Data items

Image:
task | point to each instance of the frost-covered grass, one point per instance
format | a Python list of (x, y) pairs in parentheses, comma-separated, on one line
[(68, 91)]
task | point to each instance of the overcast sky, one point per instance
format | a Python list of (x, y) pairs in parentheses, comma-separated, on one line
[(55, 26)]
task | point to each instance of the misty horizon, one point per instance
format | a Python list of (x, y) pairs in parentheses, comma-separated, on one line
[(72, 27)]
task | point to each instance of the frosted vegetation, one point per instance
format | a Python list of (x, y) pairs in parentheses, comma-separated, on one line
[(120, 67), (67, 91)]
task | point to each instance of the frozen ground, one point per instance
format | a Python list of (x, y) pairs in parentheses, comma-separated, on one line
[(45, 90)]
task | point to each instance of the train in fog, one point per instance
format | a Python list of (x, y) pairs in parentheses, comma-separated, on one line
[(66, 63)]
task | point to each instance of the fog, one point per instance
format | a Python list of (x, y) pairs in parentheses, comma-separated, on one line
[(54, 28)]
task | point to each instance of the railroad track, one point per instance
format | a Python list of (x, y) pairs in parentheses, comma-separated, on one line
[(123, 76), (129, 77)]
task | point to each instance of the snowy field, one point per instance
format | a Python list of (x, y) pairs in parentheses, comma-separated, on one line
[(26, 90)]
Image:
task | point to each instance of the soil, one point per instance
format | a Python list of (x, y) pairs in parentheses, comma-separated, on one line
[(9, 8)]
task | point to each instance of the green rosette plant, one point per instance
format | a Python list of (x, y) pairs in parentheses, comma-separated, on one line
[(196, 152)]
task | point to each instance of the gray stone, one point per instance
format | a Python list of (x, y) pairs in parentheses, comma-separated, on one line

◆ Aim of the exercise ◆
Word for word, repeat the data from its first line through the line with "task | point to each instance of the misty", including both of those lines and no others.

◆ Completed exercise ◆
Image:
task | point to each instance of the frost-covered grass, one point per instance
format | a Python list of (x, y) pairs in parentheses, comma-separated, on one line
[(68, 91)]
task | point to each instance of the overcast sky, one point per instance
format | a Python list of (x, y) pairs in parentheses, comma-separated, on one line
[(55, 26)]
task | point to each instance of the misty horizon, one point per instance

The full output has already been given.